# MATERIAL SUPPLIED

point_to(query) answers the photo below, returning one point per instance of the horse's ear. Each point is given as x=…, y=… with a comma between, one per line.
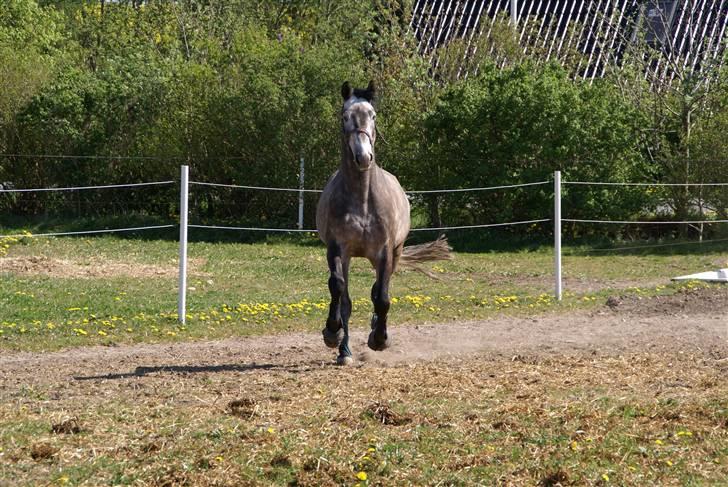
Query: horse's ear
x=346, y=90
x=371, y=92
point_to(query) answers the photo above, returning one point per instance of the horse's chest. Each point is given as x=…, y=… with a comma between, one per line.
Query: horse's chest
x=358, y=226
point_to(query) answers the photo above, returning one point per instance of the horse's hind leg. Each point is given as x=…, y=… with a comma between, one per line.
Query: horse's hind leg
x=336, y=332
x=378, y=339
x=333, y=332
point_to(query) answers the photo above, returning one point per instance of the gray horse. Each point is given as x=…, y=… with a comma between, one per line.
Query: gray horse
x=364, y=212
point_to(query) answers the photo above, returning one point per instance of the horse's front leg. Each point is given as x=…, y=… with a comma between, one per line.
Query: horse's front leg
x=333, y=332
x=336, y=332
x=378, y=338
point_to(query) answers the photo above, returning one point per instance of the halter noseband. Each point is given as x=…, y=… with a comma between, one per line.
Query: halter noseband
x=360, y=131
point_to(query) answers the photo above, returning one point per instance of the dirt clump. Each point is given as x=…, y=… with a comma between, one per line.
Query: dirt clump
x=384, y=414
x=243, y=408
x=67, y=426
x=42, y=451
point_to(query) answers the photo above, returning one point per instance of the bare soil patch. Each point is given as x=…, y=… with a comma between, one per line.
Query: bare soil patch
x=88, y=269
x=689, y=321
x=634, y=385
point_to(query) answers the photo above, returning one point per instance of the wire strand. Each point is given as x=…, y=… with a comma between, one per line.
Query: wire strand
x=487, y=225
x=461, y=190
x=642, y=222
x=457, y=190
x=264, y=188
x=77, y=188
x=87, y=232
x=596, y=183
x=637, y=247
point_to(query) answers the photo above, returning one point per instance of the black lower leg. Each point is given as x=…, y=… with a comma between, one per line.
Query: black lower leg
x=344, y=350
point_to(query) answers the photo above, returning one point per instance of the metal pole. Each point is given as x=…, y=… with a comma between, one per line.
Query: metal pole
x=557, y=234
x=183, y=200
x=300, y=195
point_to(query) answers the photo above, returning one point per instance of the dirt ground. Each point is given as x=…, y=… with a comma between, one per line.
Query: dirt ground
x=694, y=321
x=273, y=410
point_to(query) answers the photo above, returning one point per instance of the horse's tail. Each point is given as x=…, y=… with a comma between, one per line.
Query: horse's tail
x=414, y=255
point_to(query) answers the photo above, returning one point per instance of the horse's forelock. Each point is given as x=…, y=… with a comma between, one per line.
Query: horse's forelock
x=353, y=100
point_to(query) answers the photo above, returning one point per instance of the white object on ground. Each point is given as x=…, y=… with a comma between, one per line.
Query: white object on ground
x=721, y=275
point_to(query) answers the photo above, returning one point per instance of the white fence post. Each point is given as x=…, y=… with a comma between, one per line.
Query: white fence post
x=557, y=234
x=301, y=180
x=183, y=199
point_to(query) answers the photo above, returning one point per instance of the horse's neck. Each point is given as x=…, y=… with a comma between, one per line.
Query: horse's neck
x=358, y=183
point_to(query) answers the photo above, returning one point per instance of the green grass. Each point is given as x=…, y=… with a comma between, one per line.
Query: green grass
x=279, y=285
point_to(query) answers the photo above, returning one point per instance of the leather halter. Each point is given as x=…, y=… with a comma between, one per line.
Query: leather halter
x=359, y=131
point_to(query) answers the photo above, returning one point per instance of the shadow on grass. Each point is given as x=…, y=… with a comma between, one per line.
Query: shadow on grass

# EXERCISE
Write out all of the data above, word for word and in the same order, and leave out the pictures.

# REPLY TO THE EXERCISE
point_to(query) answers the photo below, returning one point per instance of the horse's ear. Each point is given as x=…, y=… with a comma between, one per line.
Query: horse's ear
x=346, y=90
x=371, y=92
point_to(query) answers the photo above, returning one point per instance of the horse's chest. Each point is given as x=…, y=… with a comma between, one per line.
Query: horse's chest
x=358, y=226
point_to(query) answers the photo above, returning one point per instance of the horse's hind leg. Each point is given as x=…, y=… with a comma between, one per line.
Query: horse's hind leg
x=336, y=332
x=378, y=339
x=333, y=332
point_to(query) answers the photo above, returning one point per instance of the gray horse. Each point is given as x=…, y=… with a comma between, one per line.
Query: gray horse
x=364, y=212
point_to(query) answers the photo above, returning one point per instance of the horse's front leg. Each point is given as x=…, y=… with a comma between, one per line.
Query: horse's front leg
x=333, y=332
x=336, y=332
x=378, y=338
point_to(query) answers the photo above, returning one point per instance of the halter noseband. Each point is given as x=…, y=… with a comma between, one per line.
Query: halter noseband
x=360, y=131
point_to(query) answers the photo above, returning one point per instance of the dirt clump. Each point is given as x=…, y=… with a comma between, one per line.
Query: dirt clump
x=384, y=414
x=243, y=408
x=67, y=426
x=42, y=451
point_to(query) answers the photo above, returning one point per instance of the bare soil patch. Each point is given as x=…, y=… with a comma between, one per line.
Query: bare soil patch
x=88, y=269
x=689, y=321
x=634, y=385
point_to(query) answers the photo above, returning one point per instance of the wire strand. Each point is given as x=…, y=… with a comma between, one per line.
Query: wire strand
x=487, y=225
x=461, y=190
x=642, y=222
x=457, y=190
x=264, y=188
x=77, y=188
x=87, y=232
x=596, y=183
x=637, y=247
point_to(query) answers the photo above, returning one point per instance of the black lower leg. Each point is given as x=…, y=… with a comma between, one per line.
Query: black lower leg
x=344, y=350
point_to(query) answers the photo above, returning one point per instance of the metal pole. Each point is given as x=…, y=… with a comma between, one per line.
Query: metal pole
x=557, y=234
x=183, y=200
x=300, y=195
point_to(query) answers the photo above, returning one point per instance of the dirt ground. Each point is given as x=…, y=… with a comma between, one per line.
Query: dirt ground
x=694, y=321
x=273, y=410
point_to(query) answers the photo above, returning one point per instance of the horse's tail. Each point is given as x=…, y=… with a comma between, one per line.
Query: horse's tail
x=414, y=255
point_to(query) answers the photo above, returning one point per instance of the horse's forelock. Each point is given as x=…, y=… with a comma between, one per line.
Query: horse's forelock
x=353, y=100
point_to(query) answers the photo above, returning one point per instance of the white object on ground. Each point is given as x=…, y=… with a comma between, one per line.
Query: white object on ground
x=721, y=275
point_to(query) answers the photo above, returning one point per instance of the white fence post. Each point is given as x=…, y=… with a comma between, one per line.
Query: white fence post
x=557, y=234
x=301, y=180
x=183, y=199
point_to(query) answers the photo above, returning one point per instance of the horse's neck. Each point is given as x=…, y=… with a comma between, one per line.
Query: horse's neck
x=358, y=183
point_to(query) answers the photo above, returning one point per instance of the green grass. Each point is given as x=…, y=… with a comma between, one per line.
Query: green grass
x=279, y=285
point_to(query) answers the photo above, returning one point per instance of the leather halter. Each point is given as x=…, y=… with a comma between, one per line.
Query: leather halter
x=359, y=131
point_to(query) answers the photo above, returning one point per instance of the shadow on grass. Each point is given as x=…, y=… with a comma between, one per line.
Query: shadow on grass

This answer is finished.